Text-to-region grounding data:
====

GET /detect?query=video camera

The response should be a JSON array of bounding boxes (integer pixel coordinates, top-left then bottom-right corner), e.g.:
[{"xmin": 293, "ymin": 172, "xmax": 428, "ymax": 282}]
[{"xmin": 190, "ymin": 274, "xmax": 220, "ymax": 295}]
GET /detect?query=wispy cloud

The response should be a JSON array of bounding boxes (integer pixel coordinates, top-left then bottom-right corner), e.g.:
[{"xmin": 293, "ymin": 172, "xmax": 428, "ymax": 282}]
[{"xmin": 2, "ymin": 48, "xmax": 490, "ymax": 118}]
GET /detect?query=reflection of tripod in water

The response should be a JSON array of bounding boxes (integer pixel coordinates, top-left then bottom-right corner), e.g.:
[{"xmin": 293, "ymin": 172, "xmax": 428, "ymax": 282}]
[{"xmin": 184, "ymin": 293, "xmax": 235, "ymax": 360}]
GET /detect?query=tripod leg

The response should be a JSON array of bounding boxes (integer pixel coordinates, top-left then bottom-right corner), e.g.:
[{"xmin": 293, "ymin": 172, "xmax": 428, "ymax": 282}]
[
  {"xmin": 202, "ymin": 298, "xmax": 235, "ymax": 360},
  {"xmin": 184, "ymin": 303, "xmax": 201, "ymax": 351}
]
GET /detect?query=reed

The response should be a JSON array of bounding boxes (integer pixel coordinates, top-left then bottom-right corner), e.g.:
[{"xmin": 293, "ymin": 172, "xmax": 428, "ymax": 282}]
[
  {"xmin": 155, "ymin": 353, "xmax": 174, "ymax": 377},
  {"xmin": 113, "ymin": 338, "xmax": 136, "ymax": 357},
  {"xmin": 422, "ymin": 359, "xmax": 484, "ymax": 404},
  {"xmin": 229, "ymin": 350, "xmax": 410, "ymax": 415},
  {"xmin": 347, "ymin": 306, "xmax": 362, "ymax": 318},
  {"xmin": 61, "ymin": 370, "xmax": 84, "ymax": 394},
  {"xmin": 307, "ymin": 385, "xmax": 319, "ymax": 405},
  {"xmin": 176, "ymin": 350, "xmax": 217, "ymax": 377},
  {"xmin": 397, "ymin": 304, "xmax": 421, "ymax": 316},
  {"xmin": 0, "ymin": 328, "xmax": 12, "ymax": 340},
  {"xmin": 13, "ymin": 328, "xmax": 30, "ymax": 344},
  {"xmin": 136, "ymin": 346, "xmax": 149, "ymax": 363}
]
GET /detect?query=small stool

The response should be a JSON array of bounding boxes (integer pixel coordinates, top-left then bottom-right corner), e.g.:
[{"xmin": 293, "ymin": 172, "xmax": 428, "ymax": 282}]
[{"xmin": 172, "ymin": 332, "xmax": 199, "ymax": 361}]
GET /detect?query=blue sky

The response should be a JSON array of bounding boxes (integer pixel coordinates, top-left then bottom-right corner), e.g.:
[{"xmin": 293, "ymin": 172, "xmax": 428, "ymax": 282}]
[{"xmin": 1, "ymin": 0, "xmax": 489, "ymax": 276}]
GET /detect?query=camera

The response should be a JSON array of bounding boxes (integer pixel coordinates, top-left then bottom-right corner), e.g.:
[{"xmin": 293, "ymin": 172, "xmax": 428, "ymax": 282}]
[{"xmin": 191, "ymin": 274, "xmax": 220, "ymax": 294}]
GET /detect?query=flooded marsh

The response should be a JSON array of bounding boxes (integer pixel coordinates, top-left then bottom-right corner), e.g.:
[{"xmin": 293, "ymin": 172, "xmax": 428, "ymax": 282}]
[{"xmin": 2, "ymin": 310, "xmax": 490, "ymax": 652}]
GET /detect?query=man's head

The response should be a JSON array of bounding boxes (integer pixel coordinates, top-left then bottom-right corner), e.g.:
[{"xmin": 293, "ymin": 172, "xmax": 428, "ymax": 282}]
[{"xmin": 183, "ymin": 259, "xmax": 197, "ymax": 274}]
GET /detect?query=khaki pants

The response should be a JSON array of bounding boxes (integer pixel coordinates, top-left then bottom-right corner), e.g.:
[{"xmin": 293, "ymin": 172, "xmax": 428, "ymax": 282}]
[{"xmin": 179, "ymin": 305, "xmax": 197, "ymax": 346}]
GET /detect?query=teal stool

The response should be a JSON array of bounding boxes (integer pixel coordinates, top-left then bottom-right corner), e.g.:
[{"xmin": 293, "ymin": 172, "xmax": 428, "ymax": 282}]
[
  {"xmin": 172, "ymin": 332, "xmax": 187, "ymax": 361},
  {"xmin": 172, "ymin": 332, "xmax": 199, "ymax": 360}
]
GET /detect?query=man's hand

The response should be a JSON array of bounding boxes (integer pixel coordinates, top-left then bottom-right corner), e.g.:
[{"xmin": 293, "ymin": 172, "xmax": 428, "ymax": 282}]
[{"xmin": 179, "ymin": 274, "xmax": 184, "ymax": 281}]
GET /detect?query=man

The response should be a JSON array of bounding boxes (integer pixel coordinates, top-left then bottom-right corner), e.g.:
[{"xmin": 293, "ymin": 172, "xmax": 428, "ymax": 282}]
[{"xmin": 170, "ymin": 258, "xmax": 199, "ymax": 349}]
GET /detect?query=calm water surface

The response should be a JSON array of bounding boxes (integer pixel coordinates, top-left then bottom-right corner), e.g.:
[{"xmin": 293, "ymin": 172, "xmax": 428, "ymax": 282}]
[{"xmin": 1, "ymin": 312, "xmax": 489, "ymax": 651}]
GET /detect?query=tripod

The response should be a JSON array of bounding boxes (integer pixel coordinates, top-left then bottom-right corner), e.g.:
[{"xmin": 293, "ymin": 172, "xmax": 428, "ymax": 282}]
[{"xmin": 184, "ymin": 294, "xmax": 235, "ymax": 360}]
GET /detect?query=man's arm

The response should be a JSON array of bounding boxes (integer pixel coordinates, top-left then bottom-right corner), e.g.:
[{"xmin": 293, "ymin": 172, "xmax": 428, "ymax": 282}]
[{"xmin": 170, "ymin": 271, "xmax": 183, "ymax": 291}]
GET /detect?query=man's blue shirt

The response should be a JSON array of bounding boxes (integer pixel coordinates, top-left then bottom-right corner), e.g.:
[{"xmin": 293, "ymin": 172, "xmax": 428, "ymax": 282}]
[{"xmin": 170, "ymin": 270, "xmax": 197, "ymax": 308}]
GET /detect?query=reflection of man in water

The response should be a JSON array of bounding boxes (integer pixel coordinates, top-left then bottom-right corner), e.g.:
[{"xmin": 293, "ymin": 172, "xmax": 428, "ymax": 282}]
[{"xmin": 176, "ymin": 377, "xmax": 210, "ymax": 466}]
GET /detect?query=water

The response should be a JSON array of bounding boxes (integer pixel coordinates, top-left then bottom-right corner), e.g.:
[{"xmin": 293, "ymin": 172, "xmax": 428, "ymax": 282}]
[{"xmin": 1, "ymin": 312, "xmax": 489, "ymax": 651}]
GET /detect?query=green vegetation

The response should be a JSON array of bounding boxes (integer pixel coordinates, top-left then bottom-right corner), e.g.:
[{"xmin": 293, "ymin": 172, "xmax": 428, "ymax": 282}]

====

■ **Problem details**
Each line that includes the string "camera" should be copied from the data.

■ **Exercise solution**
GET /detect?query=video camera
GET /detect?query=camera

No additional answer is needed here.